Problem to solve
Render the lines from the one containing "Find the mulch" through the last line of the items, inclusive, as a Markdown table with a Row column numbering each line and a Line column holding its text, leaving out blank lines.

Dataset rows
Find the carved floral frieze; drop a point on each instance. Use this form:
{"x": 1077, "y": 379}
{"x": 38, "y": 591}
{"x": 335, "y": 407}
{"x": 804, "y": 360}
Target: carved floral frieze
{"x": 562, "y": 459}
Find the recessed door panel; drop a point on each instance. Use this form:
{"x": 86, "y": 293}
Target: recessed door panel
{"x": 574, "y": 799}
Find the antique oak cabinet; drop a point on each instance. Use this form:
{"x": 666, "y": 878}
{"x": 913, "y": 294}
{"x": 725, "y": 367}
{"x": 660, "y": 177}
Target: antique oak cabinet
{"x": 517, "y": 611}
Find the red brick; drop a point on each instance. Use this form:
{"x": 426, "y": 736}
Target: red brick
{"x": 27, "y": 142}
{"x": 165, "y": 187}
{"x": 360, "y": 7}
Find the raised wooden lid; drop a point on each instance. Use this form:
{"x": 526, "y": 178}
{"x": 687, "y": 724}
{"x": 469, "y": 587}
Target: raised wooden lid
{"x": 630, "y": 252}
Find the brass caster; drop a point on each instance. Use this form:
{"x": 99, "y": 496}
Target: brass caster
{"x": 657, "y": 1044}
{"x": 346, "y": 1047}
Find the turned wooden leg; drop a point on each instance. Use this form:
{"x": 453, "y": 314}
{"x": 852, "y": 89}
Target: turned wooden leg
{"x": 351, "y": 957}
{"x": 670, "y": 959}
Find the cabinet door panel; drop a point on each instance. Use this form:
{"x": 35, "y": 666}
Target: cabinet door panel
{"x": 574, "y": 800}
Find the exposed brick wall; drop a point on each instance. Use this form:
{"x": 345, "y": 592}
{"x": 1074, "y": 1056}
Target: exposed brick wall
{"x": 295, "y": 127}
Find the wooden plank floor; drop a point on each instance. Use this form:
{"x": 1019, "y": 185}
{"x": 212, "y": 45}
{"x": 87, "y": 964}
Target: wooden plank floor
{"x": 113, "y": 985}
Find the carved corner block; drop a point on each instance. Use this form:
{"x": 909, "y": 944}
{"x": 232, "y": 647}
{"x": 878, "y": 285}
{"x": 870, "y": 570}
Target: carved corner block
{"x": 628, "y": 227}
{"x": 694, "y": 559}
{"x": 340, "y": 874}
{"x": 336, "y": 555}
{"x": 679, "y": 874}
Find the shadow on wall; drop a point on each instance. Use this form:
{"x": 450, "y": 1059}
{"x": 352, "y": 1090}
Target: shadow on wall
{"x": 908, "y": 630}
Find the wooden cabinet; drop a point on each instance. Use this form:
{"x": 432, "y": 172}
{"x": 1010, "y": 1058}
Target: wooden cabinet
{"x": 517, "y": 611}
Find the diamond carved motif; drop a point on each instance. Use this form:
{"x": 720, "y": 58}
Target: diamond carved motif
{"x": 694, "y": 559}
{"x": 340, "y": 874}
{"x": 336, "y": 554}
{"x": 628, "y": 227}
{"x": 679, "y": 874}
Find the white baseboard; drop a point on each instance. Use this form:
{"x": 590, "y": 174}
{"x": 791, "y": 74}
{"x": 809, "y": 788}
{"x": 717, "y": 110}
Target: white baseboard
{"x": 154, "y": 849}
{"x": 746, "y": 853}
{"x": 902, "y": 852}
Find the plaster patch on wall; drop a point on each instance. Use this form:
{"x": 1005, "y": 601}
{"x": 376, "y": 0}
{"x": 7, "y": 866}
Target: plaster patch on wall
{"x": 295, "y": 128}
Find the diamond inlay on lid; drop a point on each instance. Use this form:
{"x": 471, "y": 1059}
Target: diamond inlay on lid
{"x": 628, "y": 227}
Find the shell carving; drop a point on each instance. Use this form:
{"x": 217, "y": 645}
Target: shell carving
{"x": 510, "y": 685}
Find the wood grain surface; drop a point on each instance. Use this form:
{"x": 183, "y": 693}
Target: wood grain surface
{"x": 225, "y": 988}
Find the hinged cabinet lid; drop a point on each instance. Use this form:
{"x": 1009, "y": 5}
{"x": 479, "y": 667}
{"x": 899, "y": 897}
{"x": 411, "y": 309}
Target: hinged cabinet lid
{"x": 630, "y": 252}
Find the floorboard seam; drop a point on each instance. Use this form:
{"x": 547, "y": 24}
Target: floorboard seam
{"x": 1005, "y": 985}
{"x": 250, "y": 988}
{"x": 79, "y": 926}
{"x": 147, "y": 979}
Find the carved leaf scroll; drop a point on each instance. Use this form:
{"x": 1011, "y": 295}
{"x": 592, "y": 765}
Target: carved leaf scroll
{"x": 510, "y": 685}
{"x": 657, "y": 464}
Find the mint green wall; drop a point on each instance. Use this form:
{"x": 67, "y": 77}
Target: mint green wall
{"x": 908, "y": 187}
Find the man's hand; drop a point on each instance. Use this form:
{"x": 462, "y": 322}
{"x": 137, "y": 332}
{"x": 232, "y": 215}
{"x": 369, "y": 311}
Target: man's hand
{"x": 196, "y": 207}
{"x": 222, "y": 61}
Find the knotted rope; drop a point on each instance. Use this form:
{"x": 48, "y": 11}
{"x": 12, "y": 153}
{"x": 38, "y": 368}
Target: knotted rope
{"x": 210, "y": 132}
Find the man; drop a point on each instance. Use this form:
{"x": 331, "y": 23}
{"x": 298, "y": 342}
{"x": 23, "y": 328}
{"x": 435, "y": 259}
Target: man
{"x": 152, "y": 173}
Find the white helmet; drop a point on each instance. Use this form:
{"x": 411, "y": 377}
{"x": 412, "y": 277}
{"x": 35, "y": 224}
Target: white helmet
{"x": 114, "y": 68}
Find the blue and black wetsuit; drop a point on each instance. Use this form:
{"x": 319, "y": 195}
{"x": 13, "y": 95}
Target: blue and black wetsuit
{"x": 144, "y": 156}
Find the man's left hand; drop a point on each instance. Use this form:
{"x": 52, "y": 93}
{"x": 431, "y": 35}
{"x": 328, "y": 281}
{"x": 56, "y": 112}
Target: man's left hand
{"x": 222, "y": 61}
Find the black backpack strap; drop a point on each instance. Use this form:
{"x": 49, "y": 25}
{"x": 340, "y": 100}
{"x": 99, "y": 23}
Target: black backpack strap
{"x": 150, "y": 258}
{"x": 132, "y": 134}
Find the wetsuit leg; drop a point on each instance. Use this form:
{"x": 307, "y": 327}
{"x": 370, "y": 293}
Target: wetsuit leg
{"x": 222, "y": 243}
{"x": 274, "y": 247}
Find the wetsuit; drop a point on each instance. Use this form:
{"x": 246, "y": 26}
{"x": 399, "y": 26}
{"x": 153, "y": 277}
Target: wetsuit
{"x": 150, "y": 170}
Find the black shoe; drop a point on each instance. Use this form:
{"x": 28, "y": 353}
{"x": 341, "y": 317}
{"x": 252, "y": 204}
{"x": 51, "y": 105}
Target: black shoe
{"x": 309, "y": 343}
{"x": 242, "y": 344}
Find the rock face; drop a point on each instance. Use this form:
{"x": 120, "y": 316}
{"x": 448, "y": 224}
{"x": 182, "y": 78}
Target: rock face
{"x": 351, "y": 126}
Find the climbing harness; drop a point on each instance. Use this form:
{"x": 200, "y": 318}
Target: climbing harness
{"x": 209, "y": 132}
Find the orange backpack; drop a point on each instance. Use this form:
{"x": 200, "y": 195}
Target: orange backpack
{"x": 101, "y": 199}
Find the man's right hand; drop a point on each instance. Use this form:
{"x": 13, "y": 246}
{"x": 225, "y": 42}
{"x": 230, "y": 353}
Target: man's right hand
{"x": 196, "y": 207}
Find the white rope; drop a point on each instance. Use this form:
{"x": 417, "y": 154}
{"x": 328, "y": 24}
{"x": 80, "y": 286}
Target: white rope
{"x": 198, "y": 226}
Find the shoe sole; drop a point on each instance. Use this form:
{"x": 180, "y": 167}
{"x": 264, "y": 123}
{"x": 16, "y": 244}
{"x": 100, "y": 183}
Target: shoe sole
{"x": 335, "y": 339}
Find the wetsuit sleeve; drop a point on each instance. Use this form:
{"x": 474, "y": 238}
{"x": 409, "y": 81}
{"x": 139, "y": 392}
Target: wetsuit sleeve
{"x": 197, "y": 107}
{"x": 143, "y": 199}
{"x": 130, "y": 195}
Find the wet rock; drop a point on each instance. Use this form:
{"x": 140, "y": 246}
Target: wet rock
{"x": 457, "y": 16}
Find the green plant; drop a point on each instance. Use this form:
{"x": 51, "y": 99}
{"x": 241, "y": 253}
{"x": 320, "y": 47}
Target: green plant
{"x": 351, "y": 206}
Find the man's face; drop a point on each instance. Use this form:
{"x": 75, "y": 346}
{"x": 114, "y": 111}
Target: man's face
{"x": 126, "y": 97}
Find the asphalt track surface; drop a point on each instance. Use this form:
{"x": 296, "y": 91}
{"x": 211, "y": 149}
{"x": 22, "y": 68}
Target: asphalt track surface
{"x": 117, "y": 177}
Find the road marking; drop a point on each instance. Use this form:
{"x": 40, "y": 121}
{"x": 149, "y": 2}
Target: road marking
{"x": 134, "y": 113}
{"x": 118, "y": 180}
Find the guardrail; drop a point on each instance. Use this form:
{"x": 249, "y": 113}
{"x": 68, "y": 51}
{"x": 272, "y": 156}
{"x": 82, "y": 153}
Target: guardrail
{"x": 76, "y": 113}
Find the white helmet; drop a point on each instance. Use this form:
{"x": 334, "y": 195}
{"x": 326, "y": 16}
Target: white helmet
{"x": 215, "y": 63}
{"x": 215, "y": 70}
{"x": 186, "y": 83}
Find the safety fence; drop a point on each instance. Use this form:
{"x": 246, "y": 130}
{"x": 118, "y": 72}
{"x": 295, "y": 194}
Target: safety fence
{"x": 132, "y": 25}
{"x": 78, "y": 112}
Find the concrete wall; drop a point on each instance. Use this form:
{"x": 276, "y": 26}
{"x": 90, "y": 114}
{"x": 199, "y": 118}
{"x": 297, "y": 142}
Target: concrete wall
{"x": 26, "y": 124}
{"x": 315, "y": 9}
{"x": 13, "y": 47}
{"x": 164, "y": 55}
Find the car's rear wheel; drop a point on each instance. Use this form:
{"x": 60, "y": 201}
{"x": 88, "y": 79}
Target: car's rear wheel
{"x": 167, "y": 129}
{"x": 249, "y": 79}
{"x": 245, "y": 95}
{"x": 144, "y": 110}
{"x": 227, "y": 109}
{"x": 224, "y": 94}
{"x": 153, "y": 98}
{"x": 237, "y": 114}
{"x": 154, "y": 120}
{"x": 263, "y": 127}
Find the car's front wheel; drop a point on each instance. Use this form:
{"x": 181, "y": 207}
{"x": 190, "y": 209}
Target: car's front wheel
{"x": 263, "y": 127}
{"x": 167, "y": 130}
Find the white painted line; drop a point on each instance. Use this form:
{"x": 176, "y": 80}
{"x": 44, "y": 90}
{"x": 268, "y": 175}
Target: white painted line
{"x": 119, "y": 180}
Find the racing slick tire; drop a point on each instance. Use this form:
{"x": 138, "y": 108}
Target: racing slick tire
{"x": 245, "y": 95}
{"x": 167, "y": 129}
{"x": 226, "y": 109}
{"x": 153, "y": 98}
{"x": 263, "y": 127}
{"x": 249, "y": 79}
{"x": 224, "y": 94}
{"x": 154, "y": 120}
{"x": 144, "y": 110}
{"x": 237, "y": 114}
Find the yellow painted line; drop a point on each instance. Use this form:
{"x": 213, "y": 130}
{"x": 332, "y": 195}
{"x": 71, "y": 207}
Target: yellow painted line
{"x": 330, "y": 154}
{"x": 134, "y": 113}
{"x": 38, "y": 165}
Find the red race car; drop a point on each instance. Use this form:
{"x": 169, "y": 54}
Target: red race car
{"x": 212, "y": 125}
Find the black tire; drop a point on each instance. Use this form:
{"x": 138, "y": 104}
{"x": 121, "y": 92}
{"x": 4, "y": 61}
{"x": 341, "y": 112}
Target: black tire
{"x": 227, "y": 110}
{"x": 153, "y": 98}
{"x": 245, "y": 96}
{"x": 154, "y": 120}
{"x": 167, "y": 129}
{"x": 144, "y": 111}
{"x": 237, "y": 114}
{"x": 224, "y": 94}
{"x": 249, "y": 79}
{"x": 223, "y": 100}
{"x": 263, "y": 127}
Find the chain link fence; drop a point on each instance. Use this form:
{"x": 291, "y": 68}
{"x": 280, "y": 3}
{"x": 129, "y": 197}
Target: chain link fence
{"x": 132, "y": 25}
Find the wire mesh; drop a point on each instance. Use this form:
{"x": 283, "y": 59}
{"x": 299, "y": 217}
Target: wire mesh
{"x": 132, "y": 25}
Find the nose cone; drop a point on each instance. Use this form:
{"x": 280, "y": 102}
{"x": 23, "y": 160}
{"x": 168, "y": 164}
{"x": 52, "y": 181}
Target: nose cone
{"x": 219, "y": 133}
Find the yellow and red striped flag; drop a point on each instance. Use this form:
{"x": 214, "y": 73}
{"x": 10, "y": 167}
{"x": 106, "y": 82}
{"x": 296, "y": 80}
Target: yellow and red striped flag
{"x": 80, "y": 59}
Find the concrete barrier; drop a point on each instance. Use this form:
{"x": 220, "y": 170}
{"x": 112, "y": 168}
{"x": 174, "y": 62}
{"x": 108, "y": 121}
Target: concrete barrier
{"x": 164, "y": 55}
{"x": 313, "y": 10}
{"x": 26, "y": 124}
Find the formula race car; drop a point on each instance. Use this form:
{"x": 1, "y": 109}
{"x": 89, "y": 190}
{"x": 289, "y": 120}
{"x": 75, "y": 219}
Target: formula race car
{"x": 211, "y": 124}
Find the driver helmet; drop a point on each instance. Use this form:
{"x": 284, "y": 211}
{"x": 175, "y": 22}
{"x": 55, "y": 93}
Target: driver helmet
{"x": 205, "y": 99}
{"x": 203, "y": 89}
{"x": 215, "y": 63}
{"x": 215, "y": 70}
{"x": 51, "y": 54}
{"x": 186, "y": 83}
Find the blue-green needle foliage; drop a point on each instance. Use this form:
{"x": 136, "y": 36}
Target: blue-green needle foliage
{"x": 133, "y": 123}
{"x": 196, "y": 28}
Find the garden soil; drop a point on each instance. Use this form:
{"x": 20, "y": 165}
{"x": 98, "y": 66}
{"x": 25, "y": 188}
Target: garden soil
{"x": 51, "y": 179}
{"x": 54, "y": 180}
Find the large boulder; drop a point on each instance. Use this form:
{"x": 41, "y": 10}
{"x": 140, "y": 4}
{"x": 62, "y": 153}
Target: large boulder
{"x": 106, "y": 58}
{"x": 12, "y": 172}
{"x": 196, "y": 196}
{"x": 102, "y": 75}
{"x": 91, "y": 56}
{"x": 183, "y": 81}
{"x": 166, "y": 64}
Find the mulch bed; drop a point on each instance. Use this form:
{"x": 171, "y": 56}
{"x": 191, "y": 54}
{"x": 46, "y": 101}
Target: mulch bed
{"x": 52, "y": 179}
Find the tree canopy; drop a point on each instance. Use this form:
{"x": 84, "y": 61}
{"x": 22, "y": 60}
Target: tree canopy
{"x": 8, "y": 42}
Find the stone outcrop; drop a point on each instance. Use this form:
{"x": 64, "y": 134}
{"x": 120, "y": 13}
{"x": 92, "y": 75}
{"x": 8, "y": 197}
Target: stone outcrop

Answer for this exercise
| Row | Line |
|---|---|
| 1 | Find the mulch bed; drop a point on each instance. Use this form: |
| 2 | {"x": 171, "y": 56} |
| 3 | {"x": 191, "y": 54} |
| 4 | {"x": 46, "y": 101} |
| 5 | Target: mulch bed |
| 6 | {"x": 52, "y": 179} |
| 7 | Find the tree canopy; drop a point on each instance. Use this form: |
| 8 | {"x": 84, "y": 61} |
| 9 | {"x": 22, "y": 60} |
| 10 | Target: tree canopy |
| 11 | {"x": 8, "y": 42} |
| 12 | Find the stone outcrop; drop a point on each instance. Use this form: |
| 13 | {"x": 64, "y": 134} |
| 14 | {"x": 120, "y": 13} |
| 15 | {"x": 92, "y": 75} |
| 16 | {"x": 8, "y": 197} |
| 17 | Target: stone outcrop |